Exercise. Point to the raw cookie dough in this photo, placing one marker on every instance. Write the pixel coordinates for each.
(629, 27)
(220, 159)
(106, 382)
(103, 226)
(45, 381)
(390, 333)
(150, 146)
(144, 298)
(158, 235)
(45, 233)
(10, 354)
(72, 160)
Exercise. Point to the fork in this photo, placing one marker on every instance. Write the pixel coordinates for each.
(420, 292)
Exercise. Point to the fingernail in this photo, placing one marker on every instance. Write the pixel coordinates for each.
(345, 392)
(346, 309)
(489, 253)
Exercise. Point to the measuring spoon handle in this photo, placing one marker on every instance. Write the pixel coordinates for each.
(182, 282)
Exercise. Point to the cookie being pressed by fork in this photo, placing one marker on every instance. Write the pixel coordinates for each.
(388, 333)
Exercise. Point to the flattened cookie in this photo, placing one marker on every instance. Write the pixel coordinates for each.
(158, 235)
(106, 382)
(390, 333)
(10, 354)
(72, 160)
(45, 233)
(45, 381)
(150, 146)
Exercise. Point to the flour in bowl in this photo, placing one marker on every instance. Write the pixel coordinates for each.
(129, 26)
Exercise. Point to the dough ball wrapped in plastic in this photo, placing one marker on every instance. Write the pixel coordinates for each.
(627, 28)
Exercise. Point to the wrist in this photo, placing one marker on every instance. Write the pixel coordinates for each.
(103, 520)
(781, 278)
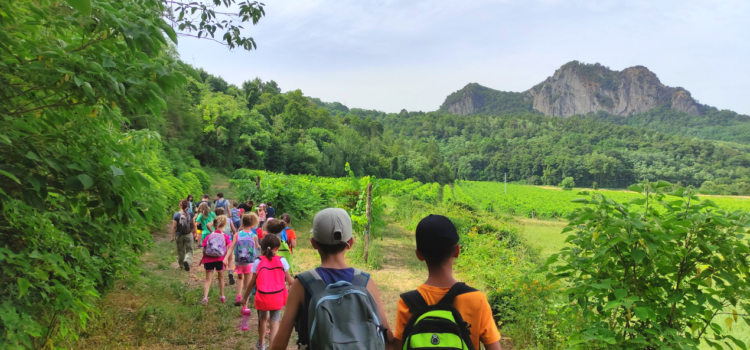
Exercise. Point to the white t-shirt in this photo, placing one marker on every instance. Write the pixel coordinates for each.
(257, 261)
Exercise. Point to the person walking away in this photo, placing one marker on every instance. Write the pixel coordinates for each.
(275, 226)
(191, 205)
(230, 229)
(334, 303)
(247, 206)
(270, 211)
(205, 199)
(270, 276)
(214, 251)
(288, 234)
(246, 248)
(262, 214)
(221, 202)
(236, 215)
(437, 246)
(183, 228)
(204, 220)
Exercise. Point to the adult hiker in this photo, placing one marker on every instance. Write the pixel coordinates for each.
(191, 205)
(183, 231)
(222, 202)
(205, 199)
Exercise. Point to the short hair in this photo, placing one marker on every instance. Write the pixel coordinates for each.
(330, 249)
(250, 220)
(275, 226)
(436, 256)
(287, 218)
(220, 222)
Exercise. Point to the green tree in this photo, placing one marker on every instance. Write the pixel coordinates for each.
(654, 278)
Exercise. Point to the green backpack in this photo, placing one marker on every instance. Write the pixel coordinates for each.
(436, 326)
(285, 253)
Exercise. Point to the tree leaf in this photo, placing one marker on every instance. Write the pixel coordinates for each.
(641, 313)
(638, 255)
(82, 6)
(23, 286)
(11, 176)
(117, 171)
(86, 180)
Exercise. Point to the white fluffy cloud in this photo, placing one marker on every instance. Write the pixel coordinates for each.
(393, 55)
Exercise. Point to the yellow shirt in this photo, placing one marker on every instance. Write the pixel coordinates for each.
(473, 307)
────────────────
**Work to be completed**
Set the material above down again word for word. Include none of its pictures.

**Final answer**
Exercise. Point to the raw cookie dough in this photo, placing one marker on every instance. Write the pixel coordinates for each.
(629, 27)
(220, 159)
(106, 382)
(103, 226)
(45, 381)
(390, 333)
(150, 146)
(144, 298)
(158, 235)
(45, 233)
(10, 354)
(72, 160)
Exercise. Point to the fork in this photo, placing one marker on every instance. Write the pixel coordinates for each.
(420, 292)
Exercise. Point to the fingernail in this photo, placing one marker on every instance. Write the pixel coordinates for each.
(345, 392)
(346, 309)
(489, 253)
Exercise. Point to the measuring spoon handle in this photo, placing one marker on every instance. Write the pixel coordinates for each.
(182, 282)
Exercise. Point to the cookie being pressed by fork in this photo, placing one marker on every instance. Write the pixel coordinates for each.
(388, 333)
Exercise. Point to the flattened cookie in this photo, placing one marker on every instance. Write the pixel coordinates for each.
(158, 235)
(106, 382)
(390, 333)
(10, 354)
(72, 160)
(45, 233)
(45, 381)
(150, 146)
Exercise. Point to the flour in bowl in this photo, placing one marker on every instance. Write the pixel coordinates for each.
(129, 26)
Exercise. Point to the dough ball wrapped in plastic in this photo, placing one marker on every instance. Write the pixel coordinates for each.
(627, 28)
Exercise. Point to the wrist in this photo, placing one marker on every instance. Write the pixel coordinates for each.
(103, 520)
(781, 278)
Exercise. Point to the white t-shirt in this photo, placing one marker on every instance. Write the pixel coordinates for each.
(257, 261)
Exercise. Point to the person walking away in this photo, placing one marker on every instance. Write the pixel coordinates for each.
(275, 226)
(191, 205)
(230, 229)
(334, 303)
(247, 206)
(270, 211)
(205, 199)
(270, 276)
(214, 251)
(288, 234)
(246, 248)
(262, 214)
(221, 202)
(236, 215)
(437, 246)
(183, 228)
(204, 220)
Exercise. Point to the adult hiker in this photo, placing one marker on every instance. Write the pixel coordinates for each.
(191, 205)
(183, 231)
(222, 202)
(205, 199)
Exercise. Point to the short hair in this photo, placing one marker on every instance. Write the pixel coordinates for each.
(330, 249)
(250, 220)
(275, 226)
(436, 256)
(287, 218)
(220, 222)
Exercise. Point to the green tree in this photo, placing one marker on every instance. Write the pixel coordinates for each.
(654, 278)
Exercise. Point to the green backpack in this photo, placing one marker on every instance. Write the pixel coordinates for each.
(436, 326)
(285, 253)
Exercise. Point to the tree leaf in this photo, placing one marker on every instance. Write the pixel coordinates for each.
(641, 313)
(638, 255)
(82, 6)
(23, 286)
(11, 176)
(117, 171)
(86, 180)
Exercise. Point to the white fluffy cloud in this photo, placing one marker on every instance. Write the pixel coordinates for each.
(393, 55)
Exercise. Point to the yellow shirt in this photo, placing one marker on every instance. Write the pixel coordinates for each.
(473, 307)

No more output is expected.